*** Material provided

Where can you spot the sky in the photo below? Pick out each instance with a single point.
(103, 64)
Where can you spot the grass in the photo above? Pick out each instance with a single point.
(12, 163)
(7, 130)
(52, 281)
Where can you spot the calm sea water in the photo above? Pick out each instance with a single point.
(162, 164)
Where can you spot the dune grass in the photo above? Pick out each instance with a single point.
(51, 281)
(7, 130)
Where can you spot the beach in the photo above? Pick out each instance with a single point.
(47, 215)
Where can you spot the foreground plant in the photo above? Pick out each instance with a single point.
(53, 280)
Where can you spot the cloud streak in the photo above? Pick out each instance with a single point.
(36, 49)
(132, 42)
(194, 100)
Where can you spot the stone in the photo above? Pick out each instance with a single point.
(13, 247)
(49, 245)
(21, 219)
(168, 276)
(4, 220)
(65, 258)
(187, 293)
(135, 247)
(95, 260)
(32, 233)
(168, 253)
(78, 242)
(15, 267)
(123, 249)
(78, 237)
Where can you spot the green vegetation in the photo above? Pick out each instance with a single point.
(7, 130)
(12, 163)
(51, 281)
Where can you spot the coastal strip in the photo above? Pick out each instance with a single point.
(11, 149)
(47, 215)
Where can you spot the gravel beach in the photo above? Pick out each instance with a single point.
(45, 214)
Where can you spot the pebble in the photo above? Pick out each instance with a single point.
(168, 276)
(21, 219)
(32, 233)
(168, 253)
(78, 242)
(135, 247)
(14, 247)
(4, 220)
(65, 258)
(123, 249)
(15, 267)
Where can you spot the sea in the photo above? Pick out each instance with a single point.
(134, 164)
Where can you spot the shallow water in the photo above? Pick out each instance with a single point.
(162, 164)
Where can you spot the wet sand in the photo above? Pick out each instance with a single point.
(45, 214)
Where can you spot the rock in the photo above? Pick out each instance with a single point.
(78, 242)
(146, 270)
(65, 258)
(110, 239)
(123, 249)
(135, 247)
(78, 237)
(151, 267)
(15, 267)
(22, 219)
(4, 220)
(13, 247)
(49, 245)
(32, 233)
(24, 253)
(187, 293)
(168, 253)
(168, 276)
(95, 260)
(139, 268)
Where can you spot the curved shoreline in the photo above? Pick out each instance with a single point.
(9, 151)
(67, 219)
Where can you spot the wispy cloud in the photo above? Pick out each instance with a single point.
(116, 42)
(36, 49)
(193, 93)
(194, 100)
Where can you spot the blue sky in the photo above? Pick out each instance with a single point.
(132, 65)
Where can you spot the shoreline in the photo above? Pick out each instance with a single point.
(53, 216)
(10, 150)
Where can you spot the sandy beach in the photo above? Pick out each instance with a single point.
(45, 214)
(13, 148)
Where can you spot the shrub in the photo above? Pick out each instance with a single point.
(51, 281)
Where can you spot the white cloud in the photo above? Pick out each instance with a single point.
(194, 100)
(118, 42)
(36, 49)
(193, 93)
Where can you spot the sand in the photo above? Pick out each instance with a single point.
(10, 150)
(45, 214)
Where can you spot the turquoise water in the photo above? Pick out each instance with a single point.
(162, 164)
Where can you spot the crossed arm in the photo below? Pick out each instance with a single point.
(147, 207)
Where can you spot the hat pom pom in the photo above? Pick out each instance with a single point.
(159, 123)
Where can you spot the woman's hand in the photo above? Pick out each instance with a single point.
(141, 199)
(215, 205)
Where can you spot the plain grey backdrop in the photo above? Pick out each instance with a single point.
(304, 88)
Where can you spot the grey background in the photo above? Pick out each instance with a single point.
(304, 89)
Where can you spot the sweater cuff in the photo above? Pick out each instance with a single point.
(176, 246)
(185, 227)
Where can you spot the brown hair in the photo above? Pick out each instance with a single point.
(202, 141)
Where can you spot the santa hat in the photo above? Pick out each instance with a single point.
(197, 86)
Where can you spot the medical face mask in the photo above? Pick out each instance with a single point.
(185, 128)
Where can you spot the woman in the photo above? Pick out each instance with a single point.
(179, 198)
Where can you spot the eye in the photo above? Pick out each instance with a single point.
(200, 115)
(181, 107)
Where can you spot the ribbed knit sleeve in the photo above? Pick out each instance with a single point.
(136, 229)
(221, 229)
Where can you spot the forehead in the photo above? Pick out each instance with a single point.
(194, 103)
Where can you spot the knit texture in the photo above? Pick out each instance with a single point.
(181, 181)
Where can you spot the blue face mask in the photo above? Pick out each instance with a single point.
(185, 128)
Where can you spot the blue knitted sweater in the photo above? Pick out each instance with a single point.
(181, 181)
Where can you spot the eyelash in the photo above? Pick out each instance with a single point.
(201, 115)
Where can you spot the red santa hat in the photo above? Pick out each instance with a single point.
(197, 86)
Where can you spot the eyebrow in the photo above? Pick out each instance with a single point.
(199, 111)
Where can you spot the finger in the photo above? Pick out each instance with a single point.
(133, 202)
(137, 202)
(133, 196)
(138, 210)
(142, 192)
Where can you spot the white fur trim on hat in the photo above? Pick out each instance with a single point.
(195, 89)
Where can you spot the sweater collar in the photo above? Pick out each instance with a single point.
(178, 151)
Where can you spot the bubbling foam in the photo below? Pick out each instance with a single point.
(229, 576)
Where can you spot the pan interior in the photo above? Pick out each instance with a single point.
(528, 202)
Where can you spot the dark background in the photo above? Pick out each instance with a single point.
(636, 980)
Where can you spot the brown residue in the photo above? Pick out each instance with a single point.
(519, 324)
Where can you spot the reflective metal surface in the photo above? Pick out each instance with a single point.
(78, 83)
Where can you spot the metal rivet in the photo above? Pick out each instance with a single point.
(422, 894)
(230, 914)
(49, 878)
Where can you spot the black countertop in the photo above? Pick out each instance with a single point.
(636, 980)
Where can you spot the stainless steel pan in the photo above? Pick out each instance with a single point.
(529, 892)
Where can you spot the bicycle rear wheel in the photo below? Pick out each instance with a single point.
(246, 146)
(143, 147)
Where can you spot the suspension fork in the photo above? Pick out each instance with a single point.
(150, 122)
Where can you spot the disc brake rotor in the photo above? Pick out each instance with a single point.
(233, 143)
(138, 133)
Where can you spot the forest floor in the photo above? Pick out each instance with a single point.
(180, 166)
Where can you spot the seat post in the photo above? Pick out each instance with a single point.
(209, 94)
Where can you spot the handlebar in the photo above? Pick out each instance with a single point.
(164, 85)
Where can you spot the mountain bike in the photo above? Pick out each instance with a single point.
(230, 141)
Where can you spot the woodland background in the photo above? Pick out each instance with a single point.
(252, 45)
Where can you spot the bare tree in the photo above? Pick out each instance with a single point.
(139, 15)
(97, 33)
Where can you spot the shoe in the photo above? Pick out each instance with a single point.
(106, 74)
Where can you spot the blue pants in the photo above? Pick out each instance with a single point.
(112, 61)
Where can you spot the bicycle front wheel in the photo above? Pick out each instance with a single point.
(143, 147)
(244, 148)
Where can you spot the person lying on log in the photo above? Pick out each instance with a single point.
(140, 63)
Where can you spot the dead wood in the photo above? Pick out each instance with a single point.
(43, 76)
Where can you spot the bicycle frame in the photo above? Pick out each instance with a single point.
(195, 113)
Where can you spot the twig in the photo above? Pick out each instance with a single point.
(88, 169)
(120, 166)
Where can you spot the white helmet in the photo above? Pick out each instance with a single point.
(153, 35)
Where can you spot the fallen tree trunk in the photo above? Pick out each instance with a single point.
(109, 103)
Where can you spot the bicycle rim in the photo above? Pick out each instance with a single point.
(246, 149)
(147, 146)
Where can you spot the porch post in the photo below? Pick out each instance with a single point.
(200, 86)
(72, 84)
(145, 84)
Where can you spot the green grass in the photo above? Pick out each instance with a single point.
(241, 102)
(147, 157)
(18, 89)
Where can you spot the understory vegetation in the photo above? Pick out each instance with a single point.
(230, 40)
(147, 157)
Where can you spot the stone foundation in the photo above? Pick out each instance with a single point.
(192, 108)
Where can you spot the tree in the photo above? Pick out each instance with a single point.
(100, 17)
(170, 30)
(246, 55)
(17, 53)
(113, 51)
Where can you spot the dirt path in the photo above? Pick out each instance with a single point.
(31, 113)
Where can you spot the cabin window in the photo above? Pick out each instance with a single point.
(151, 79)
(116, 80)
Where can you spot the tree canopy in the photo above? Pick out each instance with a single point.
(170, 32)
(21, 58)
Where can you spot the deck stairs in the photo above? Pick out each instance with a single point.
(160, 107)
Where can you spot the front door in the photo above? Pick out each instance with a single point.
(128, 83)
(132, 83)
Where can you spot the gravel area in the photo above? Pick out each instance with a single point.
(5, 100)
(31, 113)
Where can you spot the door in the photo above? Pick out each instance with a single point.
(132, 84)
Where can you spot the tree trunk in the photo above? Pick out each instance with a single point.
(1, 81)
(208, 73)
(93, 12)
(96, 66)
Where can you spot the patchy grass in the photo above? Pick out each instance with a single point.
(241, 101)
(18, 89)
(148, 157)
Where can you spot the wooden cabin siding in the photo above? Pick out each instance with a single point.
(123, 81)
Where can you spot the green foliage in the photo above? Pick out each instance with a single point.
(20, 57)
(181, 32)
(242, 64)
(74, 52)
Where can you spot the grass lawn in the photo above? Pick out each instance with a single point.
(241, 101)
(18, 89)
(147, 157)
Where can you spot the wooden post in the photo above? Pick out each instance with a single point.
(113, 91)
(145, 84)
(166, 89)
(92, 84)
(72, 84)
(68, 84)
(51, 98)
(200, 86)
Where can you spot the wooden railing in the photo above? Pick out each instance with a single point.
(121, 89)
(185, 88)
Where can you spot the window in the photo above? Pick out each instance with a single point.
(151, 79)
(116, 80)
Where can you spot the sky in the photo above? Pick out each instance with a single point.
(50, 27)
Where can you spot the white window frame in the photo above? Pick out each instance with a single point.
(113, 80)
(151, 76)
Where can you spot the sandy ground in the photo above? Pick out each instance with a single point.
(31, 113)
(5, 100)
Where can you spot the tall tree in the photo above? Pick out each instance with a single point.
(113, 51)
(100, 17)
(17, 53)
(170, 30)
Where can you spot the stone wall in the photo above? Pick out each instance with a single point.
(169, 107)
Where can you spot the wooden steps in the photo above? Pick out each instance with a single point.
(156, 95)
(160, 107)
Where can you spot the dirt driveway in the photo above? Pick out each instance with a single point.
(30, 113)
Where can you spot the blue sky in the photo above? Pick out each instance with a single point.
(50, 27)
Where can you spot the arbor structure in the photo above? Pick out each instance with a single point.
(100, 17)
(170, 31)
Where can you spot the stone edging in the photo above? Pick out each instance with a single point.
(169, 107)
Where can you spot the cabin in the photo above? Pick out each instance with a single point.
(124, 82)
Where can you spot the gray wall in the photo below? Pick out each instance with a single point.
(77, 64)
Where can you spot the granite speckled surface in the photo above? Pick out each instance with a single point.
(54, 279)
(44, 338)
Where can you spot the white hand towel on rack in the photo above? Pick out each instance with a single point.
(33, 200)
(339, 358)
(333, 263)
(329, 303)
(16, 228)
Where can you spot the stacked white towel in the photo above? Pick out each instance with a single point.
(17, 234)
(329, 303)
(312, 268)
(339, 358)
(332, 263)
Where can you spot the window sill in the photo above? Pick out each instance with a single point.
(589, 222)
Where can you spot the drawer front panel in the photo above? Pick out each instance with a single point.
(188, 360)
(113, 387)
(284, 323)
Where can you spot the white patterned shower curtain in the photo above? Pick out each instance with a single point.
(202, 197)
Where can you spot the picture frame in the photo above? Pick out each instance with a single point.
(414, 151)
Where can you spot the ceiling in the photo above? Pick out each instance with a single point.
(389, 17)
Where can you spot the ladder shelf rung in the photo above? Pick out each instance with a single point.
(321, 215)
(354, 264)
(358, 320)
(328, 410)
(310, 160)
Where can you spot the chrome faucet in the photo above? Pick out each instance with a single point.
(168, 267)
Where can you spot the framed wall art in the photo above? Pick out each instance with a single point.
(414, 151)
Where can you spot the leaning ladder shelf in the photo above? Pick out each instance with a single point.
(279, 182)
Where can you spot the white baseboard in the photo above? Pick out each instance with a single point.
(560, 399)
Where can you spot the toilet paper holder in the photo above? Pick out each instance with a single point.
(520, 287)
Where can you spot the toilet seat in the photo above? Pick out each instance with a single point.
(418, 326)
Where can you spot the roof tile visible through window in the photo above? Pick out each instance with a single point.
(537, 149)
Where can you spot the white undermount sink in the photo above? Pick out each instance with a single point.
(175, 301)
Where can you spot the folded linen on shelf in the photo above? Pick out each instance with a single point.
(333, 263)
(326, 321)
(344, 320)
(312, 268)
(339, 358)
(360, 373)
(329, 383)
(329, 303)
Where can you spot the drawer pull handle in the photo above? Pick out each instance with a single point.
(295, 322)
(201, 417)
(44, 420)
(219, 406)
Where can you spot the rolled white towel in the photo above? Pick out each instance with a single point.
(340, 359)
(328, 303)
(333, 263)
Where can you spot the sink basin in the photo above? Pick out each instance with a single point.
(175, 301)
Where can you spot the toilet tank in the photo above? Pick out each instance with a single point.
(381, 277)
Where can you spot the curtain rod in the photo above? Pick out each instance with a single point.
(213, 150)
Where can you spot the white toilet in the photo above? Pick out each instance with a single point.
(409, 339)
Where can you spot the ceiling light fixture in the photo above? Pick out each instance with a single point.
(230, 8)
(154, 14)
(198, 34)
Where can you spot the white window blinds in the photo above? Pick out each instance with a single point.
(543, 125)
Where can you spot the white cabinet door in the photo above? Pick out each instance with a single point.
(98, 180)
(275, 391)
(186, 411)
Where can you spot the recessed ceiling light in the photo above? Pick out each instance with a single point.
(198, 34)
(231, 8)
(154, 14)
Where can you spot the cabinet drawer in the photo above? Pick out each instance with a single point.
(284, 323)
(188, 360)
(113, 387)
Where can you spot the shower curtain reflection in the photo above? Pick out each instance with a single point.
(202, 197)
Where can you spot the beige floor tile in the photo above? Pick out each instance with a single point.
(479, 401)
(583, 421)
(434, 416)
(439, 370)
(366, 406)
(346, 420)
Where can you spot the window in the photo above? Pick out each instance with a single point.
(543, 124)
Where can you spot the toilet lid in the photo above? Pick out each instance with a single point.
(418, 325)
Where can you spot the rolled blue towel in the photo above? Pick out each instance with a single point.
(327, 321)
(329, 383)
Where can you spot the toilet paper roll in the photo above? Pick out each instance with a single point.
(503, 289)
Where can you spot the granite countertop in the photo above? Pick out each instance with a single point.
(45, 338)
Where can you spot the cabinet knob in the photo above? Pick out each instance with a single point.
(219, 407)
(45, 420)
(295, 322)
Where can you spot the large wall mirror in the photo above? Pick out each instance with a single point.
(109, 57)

******

--- Exercise aim ---
Exactly the lines from the one containing "Where can you spot the rolled blue" through the end of the listing should be reproduced, both ends included and nothing more.

--- Written reply ---
Where can you spot the rolled blue towel in the photo above? Pick out each instance with a single point.
(327, 321)
(329, 383)
Where can you spot the toilet paper roll in the photo above? Pick out each instance with a single point.
(503, 289)
Where can you spot the granite countertop in the photo above? Pick out each instance with a single point.
(45, 338)
Where can you spot the cabinet knob in the photo above? Pick out each instance with a single point.
(219, 407)
(45, 420)
(295, 322)
Where can you spot the large wall mirror in the photo above? Pick out each instance with a single point.
(109, 57)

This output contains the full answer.